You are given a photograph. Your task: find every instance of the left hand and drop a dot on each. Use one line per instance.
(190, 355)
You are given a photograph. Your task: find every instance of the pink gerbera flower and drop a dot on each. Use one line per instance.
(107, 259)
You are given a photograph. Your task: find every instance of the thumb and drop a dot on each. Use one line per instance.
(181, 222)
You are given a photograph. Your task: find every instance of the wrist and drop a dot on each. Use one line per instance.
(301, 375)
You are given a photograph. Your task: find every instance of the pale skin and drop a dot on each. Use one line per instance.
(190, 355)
+ + + +
Activity =>
Output all of the data exactly as given.

Task response =>
You are given a photograph. Your task: find every instance of the left hand and drop a dot on each. Use one line per instance.
(190, 355)
You are given a photograph. Your task: find every instance of the pink gerbera flower and drop a dot on each. Use one line per instance.
(107, 259)
You are given a photograph. Your task: find every instance of the thumb and drop a dot on each. Use one line per instance.
(181, 222)
You are given a photograph. Your task: find every instance of the wrist and drop a dot on each. Use one line per instance.
(301, 375)
You are given a photograph. Your task: find every instance of the pale skin and drop a dot on each. Use one line per instance.
(190, 355)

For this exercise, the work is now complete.